> _阅读材料_:
########

汉姓蕃名:吐蕃时期敦煌地区汉藏语言文化的交融

学术   2024-10-16 10:59   西藏  

汉姓蕃名:吐蕃时期敦煌地区汉藏

言文化的交融





    作者:张艺凡,上海师范大学人文学院历史系在读博士研究生;陶志莹,上海师范大学人文学院历史系在读博士研究生。


吐蕃时期敦煌地区实行了一系列新政,推动了敦煌地区汉藏文化交流,并出现了一批汉姓蕃名的人群,其中以汉族为主。敦煌当地居民受族群记忆的影响,在冠藏文名字前加其本来的汉姓,此种情况一般有两种:一种是从汉文名字音译而来,另一种是重新取用。重新取用的藏族名字多采用藏文寓意美好的一些词汇。对汉姓蕃名的梳理有利于挖掘语言文化中的交融,构建文化交流的深层逻辑。

########

> _学习目标_: 根据这篇关于敦煌汉姓蕃名的短文，列出作者介绍中提到的两位作者所属的各级单位。 后面的各行与本题无关。

########

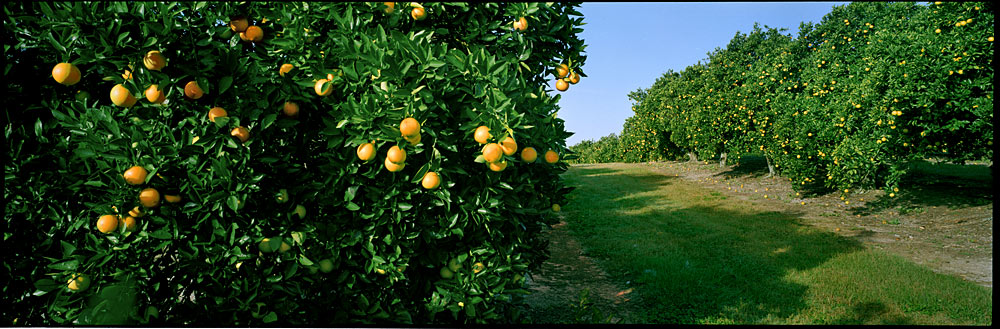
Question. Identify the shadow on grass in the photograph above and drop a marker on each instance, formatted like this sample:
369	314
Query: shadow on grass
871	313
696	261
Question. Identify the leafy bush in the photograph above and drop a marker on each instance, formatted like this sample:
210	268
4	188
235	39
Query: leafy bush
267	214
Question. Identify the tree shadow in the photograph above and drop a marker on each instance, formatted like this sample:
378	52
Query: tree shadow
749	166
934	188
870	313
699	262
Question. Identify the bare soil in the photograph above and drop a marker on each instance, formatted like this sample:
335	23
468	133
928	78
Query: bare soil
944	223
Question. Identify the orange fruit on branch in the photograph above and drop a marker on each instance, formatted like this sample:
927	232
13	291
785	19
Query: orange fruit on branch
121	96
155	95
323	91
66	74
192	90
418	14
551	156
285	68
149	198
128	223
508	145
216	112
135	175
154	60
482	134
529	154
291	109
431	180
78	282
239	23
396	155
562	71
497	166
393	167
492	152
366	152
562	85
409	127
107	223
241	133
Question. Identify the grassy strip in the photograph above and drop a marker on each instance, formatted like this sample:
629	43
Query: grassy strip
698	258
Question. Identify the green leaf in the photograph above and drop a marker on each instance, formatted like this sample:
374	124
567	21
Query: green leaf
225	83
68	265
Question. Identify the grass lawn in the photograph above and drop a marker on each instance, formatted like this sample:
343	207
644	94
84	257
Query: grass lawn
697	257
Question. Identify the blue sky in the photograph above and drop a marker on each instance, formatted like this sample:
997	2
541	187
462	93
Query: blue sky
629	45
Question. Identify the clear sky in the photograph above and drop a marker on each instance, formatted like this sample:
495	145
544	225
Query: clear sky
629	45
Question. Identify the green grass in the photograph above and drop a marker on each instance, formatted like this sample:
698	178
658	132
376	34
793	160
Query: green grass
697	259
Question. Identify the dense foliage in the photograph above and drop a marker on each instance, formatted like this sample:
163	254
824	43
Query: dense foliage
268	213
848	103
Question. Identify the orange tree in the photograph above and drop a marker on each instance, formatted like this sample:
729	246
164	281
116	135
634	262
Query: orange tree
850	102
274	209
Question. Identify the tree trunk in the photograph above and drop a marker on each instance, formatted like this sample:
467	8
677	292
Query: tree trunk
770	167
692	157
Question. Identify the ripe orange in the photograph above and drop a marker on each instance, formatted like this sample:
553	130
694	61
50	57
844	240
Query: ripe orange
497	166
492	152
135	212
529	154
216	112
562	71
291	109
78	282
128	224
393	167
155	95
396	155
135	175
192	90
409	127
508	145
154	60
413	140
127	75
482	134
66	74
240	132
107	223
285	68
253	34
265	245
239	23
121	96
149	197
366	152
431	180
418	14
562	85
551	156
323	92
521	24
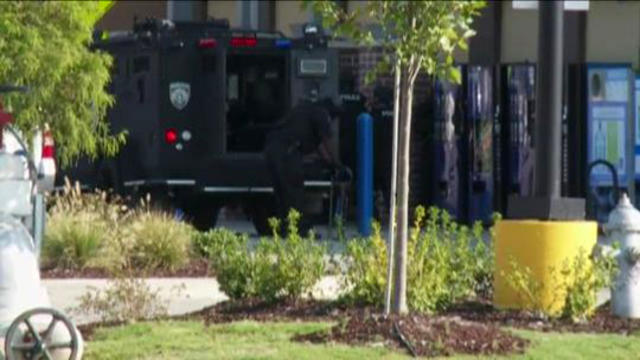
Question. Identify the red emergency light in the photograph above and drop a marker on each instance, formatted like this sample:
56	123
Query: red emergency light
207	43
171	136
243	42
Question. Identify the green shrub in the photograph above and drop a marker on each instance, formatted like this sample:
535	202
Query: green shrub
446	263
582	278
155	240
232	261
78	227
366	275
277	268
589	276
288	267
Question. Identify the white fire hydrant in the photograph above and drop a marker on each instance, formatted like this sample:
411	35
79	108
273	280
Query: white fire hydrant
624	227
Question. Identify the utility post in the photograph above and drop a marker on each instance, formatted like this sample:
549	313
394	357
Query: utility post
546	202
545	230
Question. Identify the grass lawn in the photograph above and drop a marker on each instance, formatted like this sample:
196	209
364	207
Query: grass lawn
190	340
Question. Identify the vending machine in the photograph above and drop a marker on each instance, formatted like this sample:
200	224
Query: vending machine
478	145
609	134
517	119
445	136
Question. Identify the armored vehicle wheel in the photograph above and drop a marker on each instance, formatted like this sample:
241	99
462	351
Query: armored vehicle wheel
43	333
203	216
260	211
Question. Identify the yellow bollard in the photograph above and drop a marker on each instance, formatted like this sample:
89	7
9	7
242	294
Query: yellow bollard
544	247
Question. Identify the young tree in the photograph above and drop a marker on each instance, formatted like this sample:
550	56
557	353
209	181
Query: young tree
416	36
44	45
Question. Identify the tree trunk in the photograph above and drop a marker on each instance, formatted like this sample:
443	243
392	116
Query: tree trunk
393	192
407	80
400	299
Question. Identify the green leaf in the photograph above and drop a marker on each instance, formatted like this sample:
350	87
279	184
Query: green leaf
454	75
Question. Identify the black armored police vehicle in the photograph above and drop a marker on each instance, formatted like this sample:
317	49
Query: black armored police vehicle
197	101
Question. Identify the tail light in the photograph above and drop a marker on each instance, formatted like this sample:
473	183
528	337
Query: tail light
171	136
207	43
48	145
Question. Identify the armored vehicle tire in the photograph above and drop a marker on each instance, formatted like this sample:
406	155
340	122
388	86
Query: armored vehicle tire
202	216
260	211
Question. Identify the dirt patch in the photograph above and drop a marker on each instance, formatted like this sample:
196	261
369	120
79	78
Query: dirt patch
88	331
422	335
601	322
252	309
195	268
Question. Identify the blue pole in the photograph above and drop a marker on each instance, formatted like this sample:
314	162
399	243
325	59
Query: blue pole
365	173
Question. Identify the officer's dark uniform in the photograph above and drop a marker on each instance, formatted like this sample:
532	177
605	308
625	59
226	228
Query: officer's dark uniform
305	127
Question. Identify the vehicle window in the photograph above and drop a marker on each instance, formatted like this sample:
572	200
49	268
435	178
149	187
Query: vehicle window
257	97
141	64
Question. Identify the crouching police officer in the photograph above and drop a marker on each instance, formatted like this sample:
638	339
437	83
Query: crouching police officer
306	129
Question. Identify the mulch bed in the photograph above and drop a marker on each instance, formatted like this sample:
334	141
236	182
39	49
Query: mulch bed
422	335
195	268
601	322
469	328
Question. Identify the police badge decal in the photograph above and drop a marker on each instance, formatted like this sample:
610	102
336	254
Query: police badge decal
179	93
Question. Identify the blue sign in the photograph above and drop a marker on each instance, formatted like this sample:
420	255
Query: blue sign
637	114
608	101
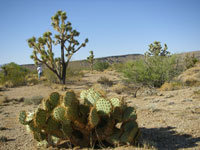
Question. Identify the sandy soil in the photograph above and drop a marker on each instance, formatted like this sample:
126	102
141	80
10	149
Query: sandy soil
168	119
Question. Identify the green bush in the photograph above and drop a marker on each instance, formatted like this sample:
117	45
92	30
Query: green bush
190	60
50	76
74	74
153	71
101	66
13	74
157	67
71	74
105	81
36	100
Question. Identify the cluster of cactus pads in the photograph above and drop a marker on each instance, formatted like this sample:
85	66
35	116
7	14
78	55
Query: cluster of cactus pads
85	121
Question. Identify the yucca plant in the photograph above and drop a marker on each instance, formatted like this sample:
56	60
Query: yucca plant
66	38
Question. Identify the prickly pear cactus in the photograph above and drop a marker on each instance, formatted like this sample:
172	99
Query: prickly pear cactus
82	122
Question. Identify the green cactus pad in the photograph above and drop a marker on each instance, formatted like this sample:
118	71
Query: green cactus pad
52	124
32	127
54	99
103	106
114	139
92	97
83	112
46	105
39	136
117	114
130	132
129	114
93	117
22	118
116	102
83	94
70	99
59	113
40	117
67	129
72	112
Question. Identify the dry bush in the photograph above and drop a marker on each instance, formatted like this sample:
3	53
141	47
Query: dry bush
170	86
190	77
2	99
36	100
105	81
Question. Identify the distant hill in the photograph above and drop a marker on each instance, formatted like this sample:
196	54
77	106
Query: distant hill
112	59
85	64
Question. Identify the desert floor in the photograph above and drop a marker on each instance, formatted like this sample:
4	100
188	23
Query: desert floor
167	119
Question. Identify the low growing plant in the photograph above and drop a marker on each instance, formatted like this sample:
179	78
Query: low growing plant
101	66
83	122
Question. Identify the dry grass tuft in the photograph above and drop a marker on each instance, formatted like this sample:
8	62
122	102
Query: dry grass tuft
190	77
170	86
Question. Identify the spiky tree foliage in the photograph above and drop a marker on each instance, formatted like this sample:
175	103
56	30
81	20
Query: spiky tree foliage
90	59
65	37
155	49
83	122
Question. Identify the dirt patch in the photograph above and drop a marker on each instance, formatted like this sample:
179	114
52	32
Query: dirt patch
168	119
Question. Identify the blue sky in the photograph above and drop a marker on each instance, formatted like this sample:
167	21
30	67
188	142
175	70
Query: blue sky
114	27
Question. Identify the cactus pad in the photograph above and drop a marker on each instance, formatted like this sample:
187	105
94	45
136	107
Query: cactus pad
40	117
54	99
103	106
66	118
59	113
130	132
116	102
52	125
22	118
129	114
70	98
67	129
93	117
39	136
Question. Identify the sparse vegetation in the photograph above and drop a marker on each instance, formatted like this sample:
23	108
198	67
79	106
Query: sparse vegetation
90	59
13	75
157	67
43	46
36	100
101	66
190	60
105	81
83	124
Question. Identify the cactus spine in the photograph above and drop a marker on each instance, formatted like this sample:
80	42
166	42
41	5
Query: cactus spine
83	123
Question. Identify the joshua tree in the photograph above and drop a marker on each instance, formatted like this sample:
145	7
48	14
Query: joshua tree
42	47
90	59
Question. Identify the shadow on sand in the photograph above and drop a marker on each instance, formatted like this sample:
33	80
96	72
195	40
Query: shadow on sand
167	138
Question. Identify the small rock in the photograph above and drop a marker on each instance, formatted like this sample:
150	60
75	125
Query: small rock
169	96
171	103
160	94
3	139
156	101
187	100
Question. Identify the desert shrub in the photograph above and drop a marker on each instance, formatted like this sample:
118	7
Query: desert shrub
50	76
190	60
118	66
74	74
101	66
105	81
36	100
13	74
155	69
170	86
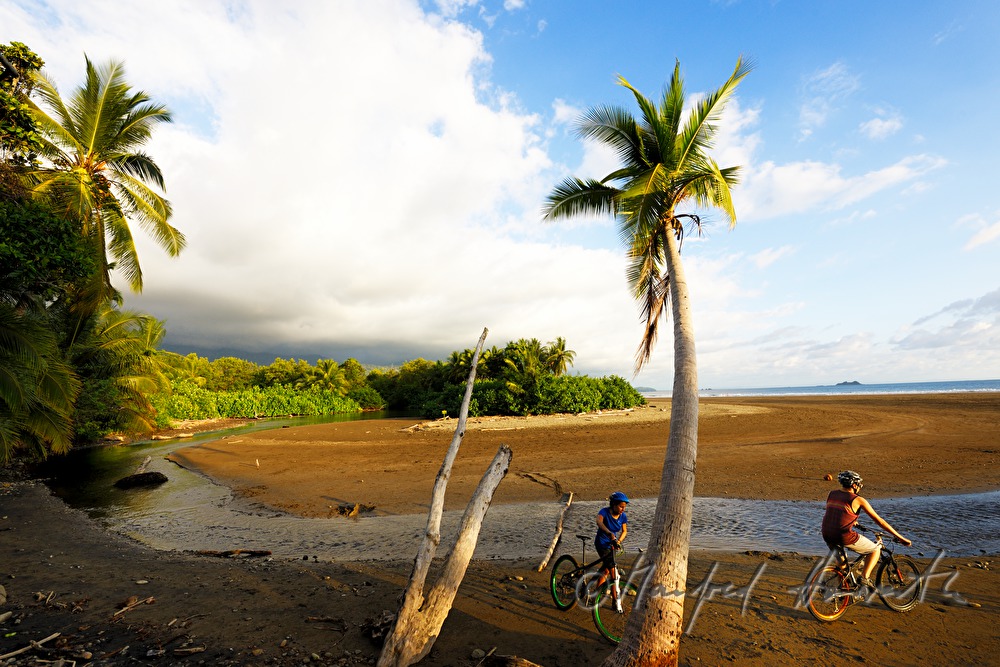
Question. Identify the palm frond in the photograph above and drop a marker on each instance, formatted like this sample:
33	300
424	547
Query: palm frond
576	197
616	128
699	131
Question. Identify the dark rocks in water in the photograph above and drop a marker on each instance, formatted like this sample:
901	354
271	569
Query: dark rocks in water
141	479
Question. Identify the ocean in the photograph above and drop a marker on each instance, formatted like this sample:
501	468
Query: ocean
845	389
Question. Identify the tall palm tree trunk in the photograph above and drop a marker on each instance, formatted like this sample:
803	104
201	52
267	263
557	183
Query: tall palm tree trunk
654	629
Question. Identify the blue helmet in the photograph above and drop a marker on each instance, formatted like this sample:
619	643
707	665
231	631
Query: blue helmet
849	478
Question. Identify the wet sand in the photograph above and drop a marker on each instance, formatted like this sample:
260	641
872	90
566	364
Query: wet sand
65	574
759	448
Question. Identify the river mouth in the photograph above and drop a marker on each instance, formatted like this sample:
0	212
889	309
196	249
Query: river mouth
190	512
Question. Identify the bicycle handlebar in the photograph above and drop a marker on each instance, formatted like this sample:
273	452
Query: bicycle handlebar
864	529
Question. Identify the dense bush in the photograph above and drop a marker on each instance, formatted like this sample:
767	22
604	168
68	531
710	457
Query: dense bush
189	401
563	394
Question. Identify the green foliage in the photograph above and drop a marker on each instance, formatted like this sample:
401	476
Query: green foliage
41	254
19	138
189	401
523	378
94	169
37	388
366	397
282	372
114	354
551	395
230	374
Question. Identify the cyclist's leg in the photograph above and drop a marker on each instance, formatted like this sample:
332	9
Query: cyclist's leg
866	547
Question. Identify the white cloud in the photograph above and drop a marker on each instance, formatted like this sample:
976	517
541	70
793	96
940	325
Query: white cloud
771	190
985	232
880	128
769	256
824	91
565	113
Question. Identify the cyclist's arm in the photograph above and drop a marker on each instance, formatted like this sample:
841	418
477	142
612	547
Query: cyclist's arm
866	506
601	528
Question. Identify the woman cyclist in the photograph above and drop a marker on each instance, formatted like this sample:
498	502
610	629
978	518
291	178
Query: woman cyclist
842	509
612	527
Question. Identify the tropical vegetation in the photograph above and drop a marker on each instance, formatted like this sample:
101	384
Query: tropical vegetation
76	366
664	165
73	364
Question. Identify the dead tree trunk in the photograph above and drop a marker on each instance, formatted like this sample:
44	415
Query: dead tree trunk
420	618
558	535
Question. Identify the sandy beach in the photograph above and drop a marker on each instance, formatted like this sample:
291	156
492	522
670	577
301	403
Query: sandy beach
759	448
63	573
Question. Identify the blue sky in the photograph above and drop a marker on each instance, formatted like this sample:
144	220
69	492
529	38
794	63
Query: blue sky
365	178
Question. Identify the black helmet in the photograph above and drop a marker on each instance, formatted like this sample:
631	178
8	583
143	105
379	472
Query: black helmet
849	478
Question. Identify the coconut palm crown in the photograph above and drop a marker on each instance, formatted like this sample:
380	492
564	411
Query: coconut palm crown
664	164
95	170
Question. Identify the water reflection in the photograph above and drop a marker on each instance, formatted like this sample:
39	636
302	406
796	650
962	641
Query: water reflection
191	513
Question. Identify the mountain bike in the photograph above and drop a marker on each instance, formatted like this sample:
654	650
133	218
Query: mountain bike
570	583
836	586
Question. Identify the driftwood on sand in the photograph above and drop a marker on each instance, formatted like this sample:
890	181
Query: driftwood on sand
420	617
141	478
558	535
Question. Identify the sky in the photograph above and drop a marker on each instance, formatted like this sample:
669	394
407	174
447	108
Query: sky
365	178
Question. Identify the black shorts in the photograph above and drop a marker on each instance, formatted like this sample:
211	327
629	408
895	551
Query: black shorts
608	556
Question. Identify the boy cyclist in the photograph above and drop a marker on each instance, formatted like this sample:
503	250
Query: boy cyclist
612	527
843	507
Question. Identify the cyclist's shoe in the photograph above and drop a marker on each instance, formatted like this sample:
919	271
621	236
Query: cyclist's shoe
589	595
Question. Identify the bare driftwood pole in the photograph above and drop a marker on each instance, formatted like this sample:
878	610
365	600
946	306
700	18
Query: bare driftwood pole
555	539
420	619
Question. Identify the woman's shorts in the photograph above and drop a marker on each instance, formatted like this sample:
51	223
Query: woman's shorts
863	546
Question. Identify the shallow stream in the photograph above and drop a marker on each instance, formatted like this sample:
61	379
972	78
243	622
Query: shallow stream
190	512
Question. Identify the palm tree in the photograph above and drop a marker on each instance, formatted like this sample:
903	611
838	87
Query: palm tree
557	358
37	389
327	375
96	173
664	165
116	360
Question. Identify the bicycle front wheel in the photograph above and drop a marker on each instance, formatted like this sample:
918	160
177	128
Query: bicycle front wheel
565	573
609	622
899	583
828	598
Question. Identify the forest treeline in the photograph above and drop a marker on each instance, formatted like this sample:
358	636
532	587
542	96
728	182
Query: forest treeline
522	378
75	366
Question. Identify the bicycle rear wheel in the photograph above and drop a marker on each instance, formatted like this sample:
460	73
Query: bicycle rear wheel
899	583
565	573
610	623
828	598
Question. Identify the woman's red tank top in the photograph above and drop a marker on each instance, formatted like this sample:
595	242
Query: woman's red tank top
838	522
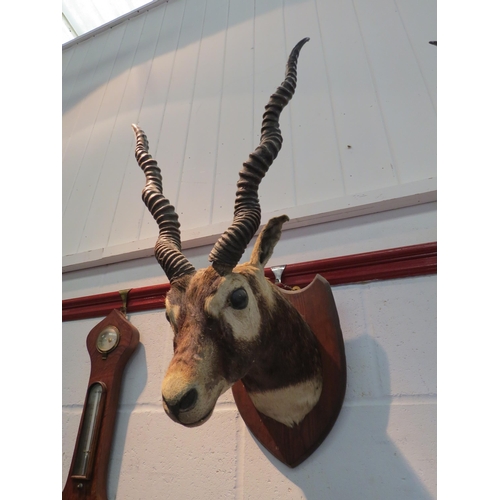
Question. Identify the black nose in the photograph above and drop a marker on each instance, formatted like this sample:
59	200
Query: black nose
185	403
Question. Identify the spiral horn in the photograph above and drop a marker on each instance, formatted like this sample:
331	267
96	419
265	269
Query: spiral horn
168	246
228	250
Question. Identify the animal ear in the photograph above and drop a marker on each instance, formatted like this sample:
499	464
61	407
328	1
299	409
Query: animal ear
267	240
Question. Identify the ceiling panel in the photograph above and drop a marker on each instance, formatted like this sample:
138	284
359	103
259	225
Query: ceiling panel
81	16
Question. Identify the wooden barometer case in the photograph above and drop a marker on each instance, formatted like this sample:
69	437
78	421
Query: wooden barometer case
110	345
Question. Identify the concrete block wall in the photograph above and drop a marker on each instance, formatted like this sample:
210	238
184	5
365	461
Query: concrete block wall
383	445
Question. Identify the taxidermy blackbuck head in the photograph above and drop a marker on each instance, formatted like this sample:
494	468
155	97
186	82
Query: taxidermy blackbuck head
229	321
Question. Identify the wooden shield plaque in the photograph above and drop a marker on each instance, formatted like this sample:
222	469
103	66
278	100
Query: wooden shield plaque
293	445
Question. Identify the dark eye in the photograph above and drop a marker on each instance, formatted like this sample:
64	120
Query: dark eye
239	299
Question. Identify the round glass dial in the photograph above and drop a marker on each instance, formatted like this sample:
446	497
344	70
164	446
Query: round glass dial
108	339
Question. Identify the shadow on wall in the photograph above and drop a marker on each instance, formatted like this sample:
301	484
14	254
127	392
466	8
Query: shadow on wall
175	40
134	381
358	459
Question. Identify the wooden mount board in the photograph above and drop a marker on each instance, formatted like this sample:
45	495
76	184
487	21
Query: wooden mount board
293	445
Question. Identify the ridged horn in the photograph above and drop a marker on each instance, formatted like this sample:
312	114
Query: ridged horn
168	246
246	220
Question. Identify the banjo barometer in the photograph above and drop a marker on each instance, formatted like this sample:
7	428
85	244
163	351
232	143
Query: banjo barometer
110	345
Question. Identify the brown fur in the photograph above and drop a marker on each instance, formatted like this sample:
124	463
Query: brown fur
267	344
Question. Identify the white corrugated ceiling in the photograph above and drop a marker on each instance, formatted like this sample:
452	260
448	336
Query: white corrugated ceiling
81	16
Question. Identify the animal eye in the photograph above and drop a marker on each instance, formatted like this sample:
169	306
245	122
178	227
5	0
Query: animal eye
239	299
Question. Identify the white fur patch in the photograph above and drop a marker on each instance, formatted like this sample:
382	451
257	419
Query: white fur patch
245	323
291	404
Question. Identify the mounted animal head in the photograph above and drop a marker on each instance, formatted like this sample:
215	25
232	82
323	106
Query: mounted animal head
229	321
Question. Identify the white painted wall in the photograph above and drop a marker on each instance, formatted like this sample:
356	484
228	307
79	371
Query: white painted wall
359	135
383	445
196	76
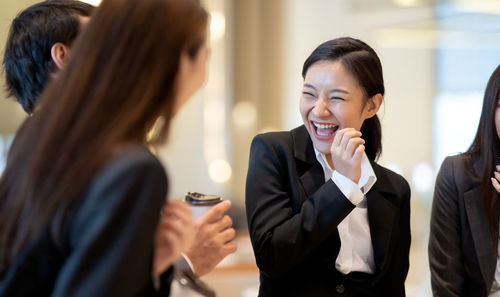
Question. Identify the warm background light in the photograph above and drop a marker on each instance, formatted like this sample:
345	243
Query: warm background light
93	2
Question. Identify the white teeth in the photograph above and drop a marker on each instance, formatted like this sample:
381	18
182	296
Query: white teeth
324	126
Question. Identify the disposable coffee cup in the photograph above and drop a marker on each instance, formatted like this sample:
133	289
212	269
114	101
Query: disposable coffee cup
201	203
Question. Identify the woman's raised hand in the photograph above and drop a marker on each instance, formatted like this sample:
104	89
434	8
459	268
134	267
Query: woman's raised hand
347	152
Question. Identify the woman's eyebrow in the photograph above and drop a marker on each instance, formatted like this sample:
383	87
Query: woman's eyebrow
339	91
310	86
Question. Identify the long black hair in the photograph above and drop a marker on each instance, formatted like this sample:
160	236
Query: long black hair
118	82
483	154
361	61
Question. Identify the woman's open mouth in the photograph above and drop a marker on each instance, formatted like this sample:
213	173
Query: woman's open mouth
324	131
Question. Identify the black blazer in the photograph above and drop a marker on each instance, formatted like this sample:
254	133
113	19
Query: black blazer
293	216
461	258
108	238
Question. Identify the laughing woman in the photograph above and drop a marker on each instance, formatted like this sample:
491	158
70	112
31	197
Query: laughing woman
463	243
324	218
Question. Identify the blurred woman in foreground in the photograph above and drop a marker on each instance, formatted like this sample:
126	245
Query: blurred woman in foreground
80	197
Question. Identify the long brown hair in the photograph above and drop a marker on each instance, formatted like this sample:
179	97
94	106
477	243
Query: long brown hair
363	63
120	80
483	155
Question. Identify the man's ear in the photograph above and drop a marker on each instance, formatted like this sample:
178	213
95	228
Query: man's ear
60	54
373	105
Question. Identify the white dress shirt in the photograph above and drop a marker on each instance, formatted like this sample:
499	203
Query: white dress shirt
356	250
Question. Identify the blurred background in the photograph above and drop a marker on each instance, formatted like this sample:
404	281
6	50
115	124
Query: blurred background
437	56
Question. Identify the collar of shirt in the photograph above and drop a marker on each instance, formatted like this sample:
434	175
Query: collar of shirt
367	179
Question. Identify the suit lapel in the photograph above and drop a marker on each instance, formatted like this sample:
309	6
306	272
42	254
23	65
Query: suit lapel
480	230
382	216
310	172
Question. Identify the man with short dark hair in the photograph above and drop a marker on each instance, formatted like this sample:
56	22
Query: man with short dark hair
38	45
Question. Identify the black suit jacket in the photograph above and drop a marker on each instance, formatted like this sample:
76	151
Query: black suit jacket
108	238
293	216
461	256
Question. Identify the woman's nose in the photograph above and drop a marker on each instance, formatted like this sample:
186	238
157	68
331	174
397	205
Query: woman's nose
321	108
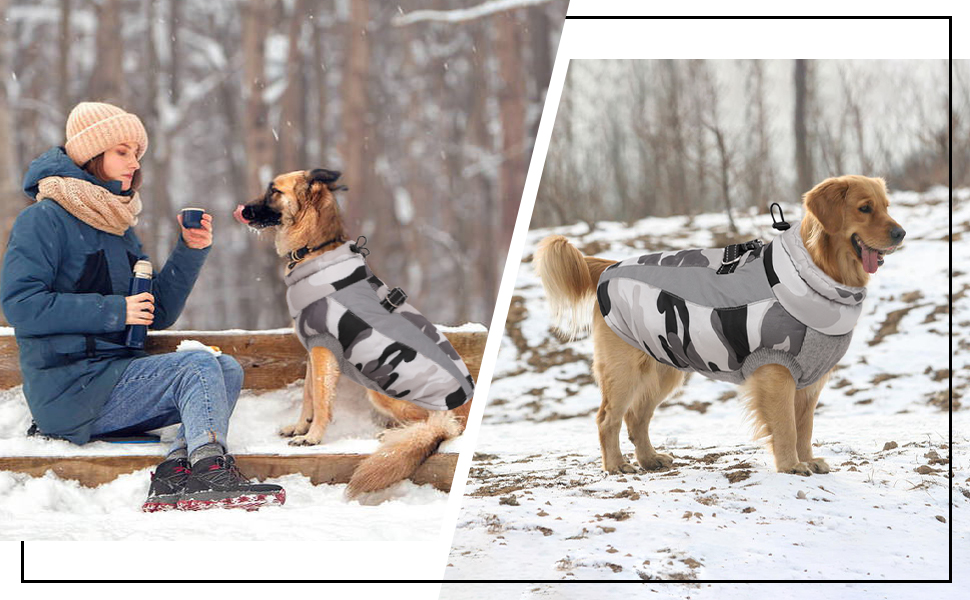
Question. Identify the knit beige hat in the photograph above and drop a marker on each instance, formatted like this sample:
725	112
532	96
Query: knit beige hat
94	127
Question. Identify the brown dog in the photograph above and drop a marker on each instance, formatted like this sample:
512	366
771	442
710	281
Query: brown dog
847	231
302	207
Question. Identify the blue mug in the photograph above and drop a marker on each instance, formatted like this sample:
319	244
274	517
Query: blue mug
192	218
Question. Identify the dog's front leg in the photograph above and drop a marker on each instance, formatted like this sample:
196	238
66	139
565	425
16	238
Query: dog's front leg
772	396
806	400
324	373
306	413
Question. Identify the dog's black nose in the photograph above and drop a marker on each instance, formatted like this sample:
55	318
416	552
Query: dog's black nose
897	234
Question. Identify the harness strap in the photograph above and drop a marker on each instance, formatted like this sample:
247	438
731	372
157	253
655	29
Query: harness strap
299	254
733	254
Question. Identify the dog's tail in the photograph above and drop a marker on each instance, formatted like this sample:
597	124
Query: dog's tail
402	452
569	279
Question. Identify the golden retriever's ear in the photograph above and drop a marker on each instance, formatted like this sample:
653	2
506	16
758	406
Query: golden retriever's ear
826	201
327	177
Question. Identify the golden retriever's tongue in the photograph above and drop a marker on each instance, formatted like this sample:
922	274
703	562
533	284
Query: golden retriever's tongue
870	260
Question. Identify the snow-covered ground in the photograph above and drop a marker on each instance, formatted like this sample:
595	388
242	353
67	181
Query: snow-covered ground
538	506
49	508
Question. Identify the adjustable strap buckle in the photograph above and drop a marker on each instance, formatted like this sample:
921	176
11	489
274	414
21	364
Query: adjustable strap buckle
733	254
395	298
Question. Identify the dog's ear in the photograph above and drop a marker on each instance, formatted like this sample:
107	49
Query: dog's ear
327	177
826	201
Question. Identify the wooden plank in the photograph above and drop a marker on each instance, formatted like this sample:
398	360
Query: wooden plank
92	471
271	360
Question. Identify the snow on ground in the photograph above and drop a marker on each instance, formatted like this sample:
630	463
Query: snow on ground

########

> _参考答案_: 上海师范大学、人文学院、历史系